*WHAT YOU NEED TO DO*
Word for word, retype the lines from the one containing "Can you find the sculpture?" to the last line of the data below, both ends included.

START DATASET CONTENT

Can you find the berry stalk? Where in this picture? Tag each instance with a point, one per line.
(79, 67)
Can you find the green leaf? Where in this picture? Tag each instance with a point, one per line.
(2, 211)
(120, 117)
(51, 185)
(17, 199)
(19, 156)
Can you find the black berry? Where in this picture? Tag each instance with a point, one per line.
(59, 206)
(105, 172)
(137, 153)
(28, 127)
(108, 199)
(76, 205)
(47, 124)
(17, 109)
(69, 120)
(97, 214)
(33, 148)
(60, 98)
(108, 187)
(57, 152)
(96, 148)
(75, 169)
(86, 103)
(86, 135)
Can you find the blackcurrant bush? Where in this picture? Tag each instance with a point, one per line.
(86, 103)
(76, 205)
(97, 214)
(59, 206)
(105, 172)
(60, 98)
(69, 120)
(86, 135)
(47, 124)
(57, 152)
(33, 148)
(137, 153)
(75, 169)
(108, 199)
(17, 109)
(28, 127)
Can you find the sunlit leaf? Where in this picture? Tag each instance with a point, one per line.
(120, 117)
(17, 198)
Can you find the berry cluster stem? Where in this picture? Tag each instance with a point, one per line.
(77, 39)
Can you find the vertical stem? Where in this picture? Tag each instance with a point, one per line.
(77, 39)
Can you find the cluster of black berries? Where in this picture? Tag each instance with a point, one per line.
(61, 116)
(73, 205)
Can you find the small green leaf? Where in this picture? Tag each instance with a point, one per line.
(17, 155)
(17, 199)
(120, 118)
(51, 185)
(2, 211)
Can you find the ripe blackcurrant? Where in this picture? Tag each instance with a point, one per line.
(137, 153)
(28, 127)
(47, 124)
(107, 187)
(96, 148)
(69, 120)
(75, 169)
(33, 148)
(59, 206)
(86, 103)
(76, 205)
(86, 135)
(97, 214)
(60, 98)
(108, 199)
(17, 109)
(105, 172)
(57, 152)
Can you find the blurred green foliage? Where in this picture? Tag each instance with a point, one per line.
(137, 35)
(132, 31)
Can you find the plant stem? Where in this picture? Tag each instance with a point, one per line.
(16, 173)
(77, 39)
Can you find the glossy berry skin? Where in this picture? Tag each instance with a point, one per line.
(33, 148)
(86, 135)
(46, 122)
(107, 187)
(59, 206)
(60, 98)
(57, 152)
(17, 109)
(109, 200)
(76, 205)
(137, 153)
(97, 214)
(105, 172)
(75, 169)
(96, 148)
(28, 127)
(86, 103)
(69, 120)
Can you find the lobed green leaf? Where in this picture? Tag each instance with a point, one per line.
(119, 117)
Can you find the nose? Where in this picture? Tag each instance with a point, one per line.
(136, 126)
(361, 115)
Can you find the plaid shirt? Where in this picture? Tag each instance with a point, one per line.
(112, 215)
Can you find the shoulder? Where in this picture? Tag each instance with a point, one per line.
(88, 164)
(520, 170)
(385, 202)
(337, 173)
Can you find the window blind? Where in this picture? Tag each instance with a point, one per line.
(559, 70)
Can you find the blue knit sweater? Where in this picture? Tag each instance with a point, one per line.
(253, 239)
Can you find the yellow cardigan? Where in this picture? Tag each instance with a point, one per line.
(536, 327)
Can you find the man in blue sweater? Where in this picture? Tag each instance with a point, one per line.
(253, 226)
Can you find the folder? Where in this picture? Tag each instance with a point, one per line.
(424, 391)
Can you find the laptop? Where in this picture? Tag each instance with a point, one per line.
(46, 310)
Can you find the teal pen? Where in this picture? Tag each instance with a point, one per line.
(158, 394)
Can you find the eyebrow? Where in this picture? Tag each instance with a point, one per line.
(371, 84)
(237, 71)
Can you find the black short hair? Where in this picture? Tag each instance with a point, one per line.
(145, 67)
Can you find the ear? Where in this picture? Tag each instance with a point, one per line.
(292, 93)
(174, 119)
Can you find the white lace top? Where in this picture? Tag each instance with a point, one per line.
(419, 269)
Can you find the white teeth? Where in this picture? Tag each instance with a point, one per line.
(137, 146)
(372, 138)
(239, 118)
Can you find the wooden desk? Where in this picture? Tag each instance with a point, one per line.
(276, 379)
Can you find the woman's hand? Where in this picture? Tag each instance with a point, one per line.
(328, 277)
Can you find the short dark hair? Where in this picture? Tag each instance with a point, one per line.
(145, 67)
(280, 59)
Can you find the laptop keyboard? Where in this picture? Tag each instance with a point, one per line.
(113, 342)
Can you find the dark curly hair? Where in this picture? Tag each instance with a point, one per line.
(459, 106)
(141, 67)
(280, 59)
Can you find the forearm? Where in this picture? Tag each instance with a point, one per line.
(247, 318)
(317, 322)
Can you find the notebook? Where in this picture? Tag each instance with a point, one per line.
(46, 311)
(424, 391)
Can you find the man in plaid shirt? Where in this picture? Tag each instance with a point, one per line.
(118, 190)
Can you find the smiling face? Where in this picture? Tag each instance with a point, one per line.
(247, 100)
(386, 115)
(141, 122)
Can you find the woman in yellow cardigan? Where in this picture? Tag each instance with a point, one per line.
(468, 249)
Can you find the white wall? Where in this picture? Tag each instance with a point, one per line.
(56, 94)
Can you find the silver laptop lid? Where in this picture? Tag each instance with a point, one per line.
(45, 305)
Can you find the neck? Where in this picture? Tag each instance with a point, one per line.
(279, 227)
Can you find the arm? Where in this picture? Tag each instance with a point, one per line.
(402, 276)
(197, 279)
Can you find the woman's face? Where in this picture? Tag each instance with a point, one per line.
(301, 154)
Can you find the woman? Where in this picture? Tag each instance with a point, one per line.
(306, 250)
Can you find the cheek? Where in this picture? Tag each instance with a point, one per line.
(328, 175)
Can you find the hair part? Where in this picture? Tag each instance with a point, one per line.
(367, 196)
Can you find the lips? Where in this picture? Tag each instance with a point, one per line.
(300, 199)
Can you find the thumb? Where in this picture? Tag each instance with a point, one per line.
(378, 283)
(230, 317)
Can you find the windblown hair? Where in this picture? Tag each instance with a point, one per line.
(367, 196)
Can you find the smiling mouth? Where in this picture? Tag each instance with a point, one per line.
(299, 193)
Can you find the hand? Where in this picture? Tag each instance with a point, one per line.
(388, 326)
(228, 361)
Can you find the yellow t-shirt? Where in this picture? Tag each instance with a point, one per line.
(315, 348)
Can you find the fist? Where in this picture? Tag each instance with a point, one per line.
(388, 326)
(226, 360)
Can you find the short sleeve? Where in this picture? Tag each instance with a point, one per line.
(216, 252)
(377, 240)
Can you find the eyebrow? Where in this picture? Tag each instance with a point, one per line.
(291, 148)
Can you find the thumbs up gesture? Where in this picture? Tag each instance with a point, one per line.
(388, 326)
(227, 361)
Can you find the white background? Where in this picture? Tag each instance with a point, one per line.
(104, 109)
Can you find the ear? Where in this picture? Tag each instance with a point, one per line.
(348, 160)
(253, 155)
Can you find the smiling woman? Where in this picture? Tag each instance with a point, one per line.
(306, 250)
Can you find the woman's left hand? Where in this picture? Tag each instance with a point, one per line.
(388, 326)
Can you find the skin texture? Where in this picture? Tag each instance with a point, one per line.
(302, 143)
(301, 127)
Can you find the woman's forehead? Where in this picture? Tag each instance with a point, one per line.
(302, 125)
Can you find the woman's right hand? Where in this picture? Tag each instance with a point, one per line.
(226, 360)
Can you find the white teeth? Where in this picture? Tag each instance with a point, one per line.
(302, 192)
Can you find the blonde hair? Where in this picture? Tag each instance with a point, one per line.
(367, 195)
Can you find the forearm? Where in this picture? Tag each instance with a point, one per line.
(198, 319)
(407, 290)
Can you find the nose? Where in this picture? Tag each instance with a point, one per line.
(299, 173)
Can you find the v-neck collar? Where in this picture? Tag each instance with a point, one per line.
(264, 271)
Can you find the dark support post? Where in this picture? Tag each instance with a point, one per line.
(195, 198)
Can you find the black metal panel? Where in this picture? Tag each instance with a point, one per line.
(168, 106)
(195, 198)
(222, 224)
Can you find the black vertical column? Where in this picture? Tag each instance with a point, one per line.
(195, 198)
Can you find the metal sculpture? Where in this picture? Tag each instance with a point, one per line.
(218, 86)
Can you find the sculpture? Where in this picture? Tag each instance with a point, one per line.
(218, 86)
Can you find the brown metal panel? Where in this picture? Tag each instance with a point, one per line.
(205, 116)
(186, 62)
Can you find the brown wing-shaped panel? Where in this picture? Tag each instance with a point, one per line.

END DATASET CONTENT

*ANSWER TO THE EXERCISE*
Can you find the sculpture? Where in this picture? Tag each instance with a point, one per line.
(218, 86)
Can you find the brown metal panel? Where in this picture? Tag each instance with a point, one per line.
(205, 116)
(186, 62)
Can you find the brown wing-shaped panel? Where in this picture? Tag each instance with a point, one per line.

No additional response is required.